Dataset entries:

┄┄┄┄┄┄┄┄┄┄

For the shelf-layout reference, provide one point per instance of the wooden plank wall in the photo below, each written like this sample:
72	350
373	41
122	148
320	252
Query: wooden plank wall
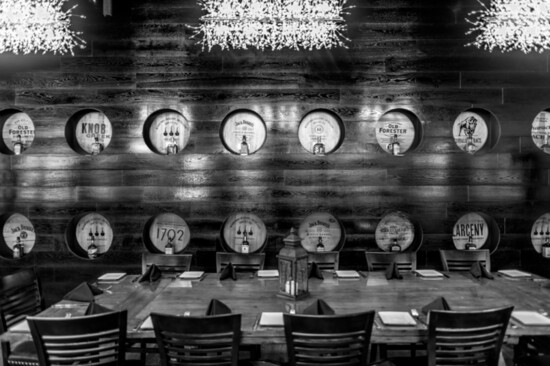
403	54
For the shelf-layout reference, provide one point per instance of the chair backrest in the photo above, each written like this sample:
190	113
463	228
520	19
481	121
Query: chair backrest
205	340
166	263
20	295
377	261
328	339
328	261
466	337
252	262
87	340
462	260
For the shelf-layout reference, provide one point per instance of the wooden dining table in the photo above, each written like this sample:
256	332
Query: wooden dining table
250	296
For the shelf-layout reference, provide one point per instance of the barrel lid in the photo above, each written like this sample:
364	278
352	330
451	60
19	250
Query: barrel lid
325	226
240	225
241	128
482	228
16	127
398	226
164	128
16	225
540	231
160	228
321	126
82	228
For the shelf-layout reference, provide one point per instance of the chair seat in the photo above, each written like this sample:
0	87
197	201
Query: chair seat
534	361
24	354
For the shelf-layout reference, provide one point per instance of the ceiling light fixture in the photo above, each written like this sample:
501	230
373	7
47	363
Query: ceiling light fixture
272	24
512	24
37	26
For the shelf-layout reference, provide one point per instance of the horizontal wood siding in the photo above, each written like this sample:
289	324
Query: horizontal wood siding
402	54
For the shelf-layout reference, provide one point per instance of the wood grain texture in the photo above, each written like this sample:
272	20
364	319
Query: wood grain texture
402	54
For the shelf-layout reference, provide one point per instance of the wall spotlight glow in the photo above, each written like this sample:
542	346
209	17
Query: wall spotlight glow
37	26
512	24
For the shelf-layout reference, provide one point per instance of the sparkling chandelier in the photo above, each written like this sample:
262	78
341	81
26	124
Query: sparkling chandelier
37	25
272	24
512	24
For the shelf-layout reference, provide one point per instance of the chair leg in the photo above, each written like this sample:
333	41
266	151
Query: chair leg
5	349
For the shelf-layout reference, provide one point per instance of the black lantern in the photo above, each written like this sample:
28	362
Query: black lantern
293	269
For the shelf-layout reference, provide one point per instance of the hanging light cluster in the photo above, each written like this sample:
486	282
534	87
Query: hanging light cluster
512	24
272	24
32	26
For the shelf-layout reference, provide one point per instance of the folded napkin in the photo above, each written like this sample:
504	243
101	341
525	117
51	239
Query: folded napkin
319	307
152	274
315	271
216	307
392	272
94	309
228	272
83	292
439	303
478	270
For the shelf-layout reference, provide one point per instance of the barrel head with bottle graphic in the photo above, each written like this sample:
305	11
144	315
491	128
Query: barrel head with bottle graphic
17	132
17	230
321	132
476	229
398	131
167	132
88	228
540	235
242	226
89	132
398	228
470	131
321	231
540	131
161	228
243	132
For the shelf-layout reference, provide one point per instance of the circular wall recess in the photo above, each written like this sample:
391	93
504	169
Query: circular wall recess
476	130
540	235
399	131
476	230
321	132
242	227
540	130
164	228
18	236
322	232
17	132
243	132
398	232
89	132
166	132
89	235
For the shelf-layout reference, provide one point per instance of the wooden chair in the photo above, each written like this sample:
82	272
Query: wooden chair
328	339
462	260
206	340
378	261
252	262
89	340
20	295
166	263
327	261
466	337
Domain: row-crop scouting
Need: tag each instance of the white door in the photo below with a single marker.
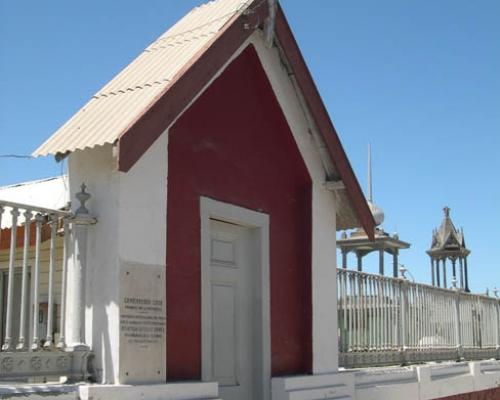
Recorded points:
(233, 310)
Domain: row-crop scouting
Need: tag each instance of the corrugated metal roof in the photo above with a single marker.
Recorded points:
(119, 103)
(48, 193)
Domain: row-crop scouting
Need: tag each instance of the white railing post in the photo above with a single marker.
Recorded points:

┄┄┄┄┄┄┄┄┄┄

Activity: Copy each line above where "white" appears.

Answer box:
Need: tag each instance of the white door in the photo below with a single marker.
Need: tag each instance of the white railing post in the photo above with a single marker.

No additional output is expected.